| SUPPLIED MATERIAL |
====================

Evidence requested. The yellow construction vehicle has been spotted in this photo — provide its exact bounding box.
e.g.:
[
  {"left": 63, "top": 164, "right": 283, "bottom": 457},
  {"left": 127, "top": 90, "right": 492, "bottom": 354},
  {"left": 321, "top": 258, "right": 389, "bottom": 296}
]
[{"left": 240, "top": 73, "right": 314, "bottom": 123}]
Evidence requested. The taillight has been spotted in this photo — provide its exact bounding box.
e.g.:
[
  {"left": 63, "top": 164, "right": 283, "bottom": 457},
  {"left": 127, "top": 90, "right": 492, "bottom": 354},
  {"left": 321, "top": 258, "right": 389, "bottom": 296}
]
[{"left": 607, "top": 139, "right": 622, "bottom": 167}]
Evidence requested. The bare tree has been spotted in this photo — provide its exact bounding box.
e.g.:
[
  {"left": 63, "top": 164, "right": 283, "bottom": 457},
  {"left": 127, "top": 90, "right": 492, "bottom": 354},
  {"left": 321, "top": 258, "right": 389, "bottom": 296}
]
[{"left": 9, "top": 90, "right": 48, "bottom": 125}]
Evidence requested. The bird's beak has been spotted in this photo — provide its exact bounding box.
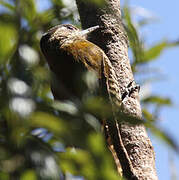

====================

Swap every "exact bounding box" in the records for "precise bounding box", change nothing else, and write the records out again without the pictures.

Evidence requested. The yellow construction vehicle has been spotted in this photo — provide its precise bounding box.
e.g.:
[
  {"left": 63, "top": 164, "right": 283, "bottom": 457},
  {"left": 127, "top": 90, "right": 492, "bottom": 354},
  {"left": 321, "top": 258, "right": 389, "bottom": 296}
]
[{"left": 240, "top": 73, "right": 314, "bottom": 123}]
Evidence requested. The taillight has been spotted in this photo — provide its precise bounding box.
e.g.:
[
  {"left": 63, "top": 164, "right": 283, "bottom": 457},
  {"left": 127, "top": 90, "right": 492, "bottom": 354},
  {"left": 321, "top": 258, "right": 389, "bottom": 296}
]
[{"left": 607, "top": 139, "right": 622, "bottom": 167}]
Evidence requested. The bare tree has been spotted in this photo — provide its precise bounding box.
e.g.:
[
  {"left": 63, "top": 164, "right": 283, "bottom": 457},
  {"left": 127, "top": 90, "right": 492, "bottom": 354},
  {"left": 321, "top": 258, "right": 389, "bottom": 296}
]
[{"left": 9, "top": 90, "right": 48, "bottom": 125}]
Evidence requested. The bird's beak has been spotted in this photo — provide its precise bounding box.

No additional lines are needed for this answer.